### WORK TO COMPLETE
Please copy out all the data. Every detail stays the same.

*** Opening of DATA PROVIDED ***

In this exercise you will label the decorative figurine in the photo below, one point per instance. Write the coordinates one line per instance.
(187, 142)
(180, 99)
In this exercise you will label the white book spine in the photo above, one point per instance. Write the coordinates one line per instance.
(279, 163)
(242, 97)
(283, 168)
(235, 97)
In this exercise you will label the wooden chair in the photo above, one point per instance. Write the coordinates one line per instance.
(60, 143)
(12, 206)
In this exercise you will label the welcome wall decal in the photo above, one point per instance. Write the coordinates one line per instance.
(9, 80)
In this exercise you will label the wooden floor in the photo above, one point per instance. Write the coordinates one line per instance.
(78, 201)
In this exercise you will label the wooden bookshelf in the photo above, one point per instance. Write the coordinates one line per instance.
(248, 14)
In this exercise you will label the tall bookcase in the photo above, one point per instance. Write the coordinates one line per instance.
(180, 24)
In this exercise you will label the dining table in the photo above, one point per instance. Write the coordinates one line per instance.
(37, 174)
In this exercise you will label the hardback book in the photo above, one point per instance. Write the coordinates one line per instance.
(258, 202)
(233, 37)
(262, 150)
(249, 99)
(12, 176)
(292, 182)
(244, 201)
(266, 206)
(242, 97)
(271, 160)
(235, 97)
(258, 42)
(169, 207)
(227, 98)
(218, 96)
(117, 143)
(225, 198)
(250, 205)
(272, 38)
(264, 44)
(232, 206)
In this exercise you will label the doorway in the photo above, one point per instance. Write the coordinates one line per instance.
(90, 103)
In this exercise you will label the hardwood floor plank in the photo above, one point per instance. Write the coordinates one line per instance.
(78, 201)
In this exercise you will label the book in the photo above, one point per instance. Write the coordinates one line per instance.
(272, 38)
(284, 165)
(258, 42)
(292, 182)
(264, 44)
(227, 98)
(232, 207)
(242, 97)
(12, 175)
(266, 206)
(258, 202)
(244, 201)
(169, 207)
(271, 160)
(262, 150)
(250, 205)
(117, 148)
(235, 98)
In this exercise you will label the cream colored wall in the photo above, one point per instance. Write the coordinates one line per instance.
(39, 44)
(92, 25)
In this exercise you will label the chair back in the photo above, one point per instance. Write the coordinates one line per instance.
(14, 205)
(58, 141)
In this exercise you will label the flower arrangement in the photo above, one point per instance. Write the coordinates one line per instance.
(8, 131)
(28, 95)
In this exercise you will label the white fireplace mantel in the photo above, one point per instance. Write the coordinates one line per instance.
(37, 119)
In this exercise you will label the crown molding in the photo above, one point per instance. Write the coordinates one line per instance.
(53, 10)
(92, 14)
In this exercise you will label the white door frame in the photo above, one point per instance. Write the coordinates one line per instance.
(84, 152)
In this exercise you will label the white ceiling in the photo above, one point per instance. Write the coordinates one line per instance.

*** Close of DATA PROVIDED ***

### TASK RESPONSE
In this exercise you will label the decorative figurine in the photo below, one point per instance. Write the coordinates one line per instance.
(187, 142)
(180, 99)
In this exercise you will label the white book spine in the photo above, one point per instance. Write the coordinates one line per instance.
(279, 163)
(242, 97)
(283, 168)
(235, 97)
In this exercise you will label the wooden chair in the photo above, one point per instance. Write the coordinates one line per instance.
(60, 143)
(12, 206)
In this exercise you will label the welcome wall decal in the photo above, one point per instance. Write the coordinates one line per instance.
(9, 80)
In this exercise you will label the wooden floor in the photo above, one point per instance. Write the coordinates one line per instance.
(78, 201)
In this exercise you will label the wooden bookshelf in the photo above, one point per instance. Write the coordinates one line per instance.
(248, 14)
In this exercise you will label the tall bookcase in the photo above, one point per instance. Write the coordinates one line per instance.
(180, 24)
In this exercise you will label the dining table in the photo above, one point per instance. Write the coordinates one line per instance.
(37, 174)
In this exercise you will label the hardback book in the photo above, one point per instance. Write the coordinates one line per instance.
(258, 202)
(233, 37)
(262, 150)
(249, 99)
(12, 176)
(292, 182)
(244, 201)
(266, 206)
(242, 97)
(271, 160)
(235, 97)
(258, 42)
(169, 207)
(227, 98)
(218, 96)
(117, 143)
(225, 198)
(250, 205)
(272, 38)
(264, 44)
(232, 206)
In this exercise you will label the doorway in the photo above, one point per instance. Write the coordinates one line per instance.
(90, 103)
In this exercise you will label the hardwood floor plank in the photo above, one point per instance. Write the coordinates one line per instance.
(78, 201)
In this exercise you will label the book in the photo above, one point per instance. Write the coordinates one line per instance.
(272, 38)
(284, 165)
(258, 42)
(292, 182)
(264, 44)
(227, 98)
(232, 207)
(242, 97)
(12, 175)
(266, 206)
(258, 202)
(244, 201)
(169, 207)
(271, 160)
(262, 150)
(250, 205)
(117, 148)
(235, 98)
In this exercise you will label the cream colored wall in the photo above, one point per instance. Write the coordinates one line per instance.
(39, 44)
(92, 25)
In this exercise you will label the chair back in the photo above, one point per instance. Write the coordinates one line per instance.
(14, 205)
(58, 141)
In this exercise you will label the flower arrangement in the photo above, one point per instance. Write the coordinates one line per instance.
(8, 131)
(28, 95)
In this exercise you will label the white fireplace mantel in the photo above, one point per instance. Write the coordinates one line per instance.
(37, 119)
In this exercise you will label the crown molding in the photo above, one point per instance. Write the coordinates one line per instance.
(53, 10)
(92, 14)
In this exercise you will label the white door frame in the photo above, one point per instance. Write the coordinates one line per instance.
(84, 152)
In this exercise you will label the white ceiling in the photo above, one point per instance. Write the coordinates one line per instance.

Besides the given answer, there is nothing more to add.